→ **Information shown**
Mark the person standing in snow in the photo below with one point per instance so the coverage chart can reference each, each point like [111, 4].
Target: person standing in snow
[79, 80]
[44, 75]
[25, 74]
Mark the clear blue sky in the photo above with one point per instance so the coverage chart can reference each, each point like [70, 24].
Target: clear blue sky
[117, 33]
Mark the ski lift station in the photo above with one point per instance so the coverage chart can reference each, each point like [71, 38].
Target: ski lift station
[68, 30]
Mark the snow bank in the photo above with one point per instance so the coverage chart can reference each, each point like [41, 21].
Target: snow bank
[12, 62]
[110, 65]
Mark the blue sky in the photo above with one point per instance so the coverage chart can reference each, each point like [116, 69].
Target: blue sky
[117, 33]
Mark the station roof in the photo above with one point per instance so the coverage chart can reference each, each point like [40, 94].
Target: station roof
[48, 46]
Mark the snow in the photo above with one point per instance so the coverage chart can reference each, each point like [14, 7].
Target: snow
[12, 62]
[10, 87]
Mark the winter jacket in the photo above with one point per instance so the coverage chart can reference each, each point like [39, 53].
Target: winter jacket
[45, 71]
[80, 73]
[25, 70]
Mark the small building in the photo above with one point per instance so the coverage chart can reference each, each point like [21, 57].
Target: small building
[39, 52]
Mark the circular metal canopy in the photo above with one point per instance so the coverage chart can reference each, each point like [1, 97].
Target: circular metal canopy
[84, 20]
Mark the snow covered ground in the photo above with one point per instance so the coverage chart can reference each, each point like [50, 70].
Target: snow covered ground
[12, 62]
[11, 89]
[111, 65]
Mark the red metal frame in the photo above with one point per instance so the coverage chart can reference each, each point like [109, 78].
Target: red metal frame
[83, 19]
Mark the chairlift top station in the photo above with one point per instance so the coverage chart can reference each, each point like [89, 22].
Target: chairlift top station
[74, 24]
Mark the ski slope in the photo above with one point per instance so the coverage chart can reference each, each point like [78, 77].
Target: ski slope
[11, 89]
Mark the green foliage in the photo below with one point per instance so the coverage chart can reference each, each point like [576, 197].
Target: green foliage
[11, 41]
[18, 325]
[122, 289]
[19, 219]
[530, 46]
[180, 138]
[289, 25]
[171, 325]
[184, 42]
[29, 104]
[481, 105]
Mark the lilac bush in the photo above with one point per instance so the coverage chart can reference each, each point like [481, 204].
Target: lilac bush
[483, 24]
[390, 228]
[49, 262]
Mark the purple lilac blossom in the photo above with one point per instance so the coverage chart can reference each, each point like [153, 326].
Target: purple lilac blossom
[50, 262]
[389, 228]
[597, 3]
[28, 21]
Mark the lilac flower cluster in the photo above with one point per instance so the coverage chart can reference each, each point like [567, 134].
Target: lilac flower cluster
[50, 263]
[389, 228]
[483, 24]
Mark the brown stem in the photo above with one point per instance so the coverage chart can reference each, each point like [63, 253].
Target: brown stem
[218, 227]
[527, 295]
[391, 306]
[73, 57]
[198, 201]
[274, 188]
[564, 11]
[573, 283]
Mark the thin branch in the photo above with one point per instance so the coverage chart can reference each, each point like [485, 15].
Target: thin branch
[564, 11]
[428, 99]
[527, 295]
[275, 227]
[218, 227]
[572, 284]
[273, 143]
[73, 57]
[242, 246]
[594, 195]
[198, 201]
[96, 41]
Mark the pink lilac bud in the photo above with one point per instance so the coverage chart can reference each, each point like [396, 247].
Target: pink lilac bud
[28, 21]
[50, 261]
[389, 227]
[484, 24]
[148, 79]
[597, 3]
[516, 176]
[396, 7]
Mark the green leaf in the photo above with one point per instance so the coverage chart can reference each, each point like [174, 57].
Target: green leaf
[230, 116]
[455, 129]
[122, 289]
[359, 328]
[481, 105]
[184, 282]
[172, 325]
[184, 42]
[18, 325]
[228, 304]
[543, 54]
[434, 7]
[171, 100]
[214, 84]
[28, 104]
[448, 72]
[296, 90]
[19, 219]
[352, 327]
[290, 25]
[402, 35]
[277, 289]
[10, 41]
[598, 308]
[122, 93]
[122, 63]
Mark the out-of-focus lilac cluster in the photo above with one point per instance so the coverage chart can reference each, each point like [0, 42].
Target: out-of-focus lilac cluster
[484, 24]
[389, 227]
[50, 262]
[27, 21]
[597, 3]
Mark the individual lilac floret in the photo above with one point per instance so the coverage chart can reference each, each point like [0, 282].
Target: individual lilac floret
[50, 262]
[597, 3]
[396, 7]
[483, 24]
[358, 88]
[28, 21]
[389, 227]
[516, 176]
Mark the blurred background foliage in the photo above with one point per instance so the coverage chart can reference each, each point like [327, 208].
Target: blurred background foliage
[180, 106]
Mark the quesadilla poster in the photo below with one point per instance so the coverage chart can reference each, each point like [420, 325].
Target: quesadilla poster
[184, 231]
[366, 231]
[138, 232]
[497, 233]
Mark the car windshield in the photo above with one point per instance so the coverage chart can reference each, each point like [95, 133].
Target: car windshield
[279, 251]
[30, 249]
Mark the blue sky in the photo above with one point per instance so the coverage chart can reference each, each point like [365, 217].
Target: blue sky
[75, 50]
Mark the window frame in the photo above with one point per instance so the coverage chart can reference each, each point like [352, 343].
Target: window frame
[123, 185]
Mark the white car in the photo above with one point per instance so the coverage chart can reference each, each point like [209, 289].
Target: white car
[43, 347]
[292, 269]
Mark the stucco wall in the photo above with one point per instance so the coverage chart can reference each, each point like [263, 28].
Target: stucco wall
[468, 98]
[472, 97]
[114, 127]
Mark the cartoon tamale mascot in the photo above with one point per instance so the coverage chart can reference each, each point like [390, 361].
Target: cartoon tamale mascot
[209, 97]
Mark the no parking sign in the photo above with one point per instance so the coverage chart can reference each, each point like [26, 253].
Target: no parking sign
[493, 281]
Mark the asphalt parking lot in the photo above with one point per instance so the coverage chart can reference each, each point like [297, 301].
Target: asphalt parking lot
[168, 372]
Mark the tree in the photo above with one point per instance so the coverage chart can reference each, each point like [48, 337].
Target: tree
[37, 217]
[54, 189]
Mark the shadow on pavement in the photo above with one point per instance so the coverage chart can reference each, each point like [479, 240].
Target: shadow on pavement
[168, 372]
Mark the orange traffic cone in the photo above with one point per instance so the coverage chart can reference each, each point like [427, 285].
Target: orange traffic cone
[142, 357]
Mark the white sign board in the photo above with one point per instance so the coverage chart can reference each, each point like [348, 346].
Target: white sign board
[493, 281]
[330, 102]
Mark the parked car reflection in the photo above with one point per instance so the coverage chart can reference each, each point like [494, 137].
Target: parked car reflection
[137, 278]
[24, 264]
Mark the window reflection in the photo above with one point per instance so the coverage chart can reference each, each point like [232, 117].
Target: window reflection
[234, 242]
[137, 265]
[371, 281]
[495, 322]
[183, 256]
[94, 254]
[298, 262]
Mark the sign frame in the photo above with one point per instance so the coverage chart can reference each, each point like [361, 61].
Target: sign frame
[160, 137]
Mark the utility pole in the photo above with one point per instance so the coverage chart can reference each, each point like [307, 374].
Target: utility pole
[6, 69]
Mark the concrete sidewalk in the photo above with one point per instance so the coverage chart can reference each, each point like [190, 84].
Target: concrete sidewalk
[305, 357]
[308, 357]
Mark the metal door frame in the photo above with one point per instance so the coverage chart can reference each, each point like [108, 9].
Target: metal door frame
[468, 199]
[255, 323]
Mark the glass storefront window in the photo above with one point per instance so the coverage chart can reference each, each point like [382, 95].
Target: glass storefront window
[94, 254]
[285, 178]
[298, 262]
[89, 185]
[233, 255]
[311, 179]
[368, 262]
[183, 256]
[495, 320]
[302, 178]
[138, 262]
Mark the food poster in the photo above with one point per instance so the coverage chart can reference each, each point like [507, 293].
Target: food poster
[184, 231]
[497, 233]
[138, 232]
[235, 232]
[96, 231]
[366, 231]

→ **Exercise brief**
Search the data for the string "below" and copy each line where it appears.

→ **Solution for this problem**
Mark the person standing in snow in the photo below with one point per instance so the coverage chart can reference each, each point like [111, 4].
Mark the green foliage in the photo below with one point per instance so the coverage chart can reference each, each point like [576, 197].
Mark the quesadilla poster in the photo below with one point per instance so the coverage chart can reference each, each point like [420, 325].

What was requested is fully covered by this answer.